# Action item
The only thing to report is how many lines of the data contain the word "green".

(Stored data entries)
□ □ □ □ □
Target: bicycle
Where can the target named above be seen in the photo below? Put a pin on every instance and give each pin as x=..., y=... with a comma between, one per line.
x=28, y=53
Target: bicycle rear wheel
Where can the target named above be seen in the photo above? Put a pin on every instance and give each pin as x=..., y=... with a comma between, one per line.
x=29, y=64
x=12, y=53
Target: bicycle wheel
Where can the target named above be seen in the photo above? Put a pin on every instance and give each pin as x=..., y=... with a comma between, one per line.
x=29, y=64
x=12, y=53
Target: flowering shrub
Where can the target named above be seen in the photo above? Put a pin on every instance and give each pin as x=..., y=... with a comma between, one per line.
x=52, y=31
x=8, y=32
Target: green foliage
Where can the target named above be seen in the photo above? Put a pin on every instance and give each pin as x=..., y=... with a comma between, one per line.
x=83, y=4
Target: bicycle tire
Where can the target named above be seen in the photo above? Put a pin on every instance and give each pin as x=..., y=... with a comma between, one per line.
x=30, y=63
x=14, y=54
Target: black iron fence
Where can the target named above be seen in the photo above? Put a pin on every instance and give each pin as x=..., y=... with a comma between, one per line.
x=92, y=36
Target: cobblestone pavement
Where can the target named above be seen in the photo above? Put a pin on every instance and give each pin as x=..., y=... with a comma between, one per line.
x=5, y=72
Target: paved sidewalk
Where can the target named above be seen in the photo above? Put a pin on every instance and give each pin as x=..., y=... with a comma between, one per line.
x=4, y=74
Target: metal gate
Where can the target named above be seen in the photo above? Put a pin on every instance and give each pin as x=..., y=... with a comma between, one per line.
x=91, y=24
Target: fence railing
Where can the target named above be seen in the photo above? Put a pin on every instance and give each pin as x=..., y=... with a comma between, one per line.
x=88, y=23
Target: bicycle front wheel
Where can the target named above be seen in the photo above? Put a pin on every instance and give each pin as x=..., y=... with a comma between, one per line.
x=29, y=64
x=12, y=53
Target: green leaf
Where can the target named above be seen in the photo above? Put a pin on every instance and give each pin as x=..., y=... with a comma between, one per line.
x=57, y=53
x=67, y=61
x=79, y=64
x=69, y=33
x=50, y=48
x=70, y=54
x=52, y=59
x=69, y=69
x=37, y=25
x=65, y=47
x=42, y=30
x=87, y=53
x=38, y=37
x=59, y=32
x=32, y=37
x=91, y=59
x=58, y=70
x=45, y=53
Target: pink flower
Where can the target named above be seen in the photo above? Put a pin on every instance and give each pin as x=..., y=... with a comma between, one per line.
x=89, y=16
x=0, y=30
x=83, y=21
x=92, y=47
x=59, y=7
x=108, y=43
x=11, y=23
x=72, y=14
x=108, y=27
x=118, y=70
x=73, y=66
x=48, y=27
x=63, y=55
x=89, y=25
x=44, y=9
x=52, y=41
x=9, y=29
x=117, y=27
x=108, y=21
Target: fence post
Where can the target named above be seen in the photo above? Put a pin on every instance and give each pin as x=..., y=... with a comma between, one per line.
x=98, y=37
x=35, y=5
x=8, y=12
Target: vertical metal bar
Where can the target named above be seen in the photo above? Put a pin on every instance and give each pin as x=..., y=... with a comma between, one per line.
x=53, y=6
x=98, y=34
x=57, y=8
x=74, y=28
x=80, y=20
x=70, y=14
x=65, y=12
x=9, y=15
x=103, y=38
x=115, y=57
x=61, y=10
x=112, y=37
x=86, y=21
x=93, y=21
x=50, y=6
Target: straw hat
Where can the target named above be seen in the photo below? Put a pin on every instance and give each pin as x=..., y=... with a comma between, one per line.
□ □ □ □ □
# Task output
2